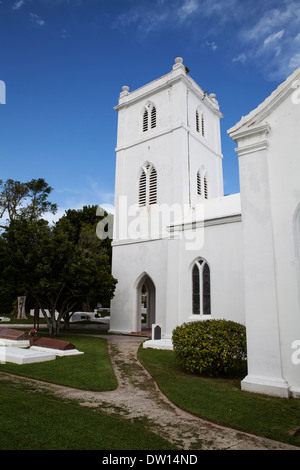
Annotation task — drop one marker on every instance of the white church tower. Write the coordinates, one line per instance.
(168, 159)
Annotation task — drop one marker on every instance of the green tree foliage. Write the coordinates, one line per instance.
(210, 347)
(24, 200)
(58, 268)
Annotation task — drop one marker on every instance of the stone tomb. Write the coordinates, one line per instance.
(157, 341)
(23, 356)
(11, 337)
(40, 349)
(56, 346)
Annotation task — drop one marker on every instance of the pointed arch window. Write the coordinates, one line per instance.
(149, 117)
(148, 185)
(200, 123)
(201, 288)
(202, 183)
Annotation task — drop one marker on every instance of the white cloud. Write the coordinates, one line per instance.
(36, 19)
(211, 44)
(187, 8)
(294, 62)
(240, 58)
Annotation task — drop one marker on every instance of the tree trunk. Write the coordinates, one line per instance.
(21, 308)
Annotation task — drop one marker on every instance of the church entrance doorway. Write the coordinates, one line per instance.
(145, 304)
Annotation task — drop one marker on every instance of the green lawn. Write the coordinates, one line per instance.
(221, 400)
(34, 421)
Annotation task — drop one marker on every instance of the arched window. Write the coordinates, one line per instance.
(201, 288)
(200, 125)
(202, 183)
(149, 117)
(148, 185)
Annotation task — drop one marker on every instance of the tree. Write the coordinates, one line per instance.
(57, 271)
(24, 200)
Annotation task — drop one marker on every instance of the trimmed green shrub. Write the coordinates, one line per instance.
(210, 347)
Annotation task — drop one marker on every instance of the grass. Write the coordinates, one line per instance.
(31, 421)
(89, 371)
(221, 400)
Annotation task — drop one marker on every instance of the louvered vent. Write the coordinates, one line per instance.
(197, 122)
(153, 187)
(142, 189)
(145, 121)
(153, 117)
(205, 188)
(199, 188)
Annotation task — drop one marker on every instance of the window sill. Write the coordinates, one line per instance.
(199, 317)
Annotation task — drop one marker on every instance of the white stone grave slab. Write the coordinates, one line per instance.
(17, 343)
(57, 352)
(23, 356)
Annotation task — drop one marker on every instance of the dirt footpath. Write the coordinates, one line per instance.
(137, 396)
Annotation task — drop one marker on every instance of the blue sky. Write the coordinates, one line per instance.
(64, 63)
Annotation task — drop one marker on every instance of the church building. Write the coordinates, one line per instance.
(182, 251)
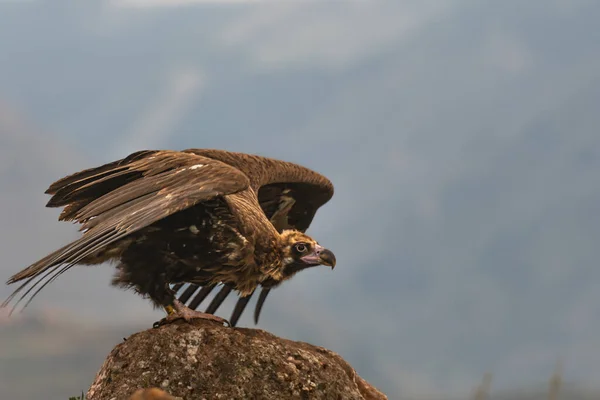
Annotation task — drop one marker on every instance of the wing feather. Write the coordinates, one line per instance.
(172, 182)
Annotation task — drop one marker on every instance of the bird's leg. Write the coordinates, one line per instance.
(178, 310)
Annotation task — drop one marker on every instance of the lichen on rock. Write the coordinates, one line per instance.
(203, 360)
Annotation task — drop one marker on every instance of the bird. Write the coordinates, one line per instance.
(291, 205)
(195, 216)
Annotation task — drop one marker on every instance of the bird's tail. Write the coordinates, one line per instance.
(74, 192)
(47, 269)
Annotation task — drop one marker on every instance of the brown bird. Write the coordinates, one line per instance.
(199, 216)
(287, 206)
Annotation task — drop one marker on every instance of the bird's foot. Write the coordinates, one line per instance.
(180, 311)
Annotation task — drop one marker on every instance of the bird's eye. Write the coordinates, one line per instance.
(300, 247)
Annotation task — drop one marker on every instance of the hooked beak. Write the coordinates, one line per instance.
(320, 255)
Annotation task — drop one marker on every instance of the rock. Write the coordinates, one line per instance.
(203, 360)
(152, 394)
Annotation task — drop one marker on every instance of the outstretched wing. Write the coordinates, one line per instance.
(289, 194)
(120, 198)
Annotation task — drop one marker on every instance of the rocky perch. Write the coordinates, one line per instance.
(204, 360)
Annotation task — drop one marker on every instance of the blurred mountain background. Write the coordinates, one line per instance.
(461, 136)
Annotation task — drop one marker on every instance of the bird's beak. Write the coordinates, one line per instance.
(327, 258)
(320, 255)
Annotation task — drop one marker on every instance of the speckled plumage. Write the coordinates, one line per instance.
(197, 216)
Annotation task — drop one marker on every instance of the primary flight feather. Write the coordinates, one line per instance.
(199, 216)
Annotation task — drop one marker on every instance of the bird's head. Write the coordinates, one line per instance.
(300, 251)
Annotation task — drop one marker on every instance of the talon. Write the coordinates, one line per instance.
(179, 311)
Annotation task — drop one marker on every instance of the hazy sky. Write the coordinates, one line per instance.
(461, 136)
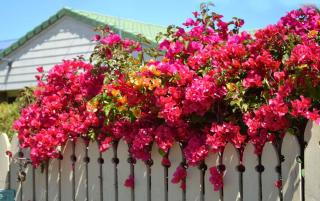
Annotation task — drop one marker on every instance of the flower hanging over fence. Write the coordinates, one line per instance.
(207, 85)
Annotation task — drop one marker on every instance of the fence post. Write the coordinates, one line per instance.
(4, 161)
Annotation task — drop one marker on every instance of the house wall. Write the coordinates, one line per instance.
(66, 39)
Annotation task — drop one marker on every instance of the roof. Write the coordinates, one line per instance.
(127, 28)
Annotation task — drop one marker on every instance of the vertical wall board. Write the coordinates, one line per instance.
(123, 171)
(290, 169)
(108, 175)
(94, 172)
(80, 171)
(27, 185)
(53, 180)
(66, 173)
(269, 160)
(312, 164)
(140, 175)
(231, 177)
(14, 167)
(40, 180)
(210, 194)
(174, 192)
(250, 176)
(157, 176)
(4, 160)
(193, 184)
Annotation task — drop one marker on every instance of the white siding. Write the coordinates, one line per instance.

————

REQUEST: Repeat, without change, each line of the data above from the one that contains "wall. Write the coordinates, one line per instance." through the final line, counting both.

FULL ANSWER:
Annotation task — drop one marker on every instance of the house wall. Write the coordinates, one line per instance.
(66, 39)
Annotation task — drop one marker on every instance of the roof. Write the coordinates, one line per instance.
(127, 28)
Annotation task — drop one marker on every instance of the vertical wall board. Write the coordinates, one line per instance.
(123, 171)
(290, 169)
(108, 175)
(94, 172)
(80, 171)
(27, 185)
(53, 180)
(66, 173)
(269, 160)
(312, 164)
(140, 175)
(231, 177)
(14, 167)
(40, 180)
(210, 194)
(174, 192)
(250, 176)
(157, 176)
(4, 160)
(193, 184)
Annotation task — drop one marker on every instance of the white siding. Write the coordinates, one line per instance.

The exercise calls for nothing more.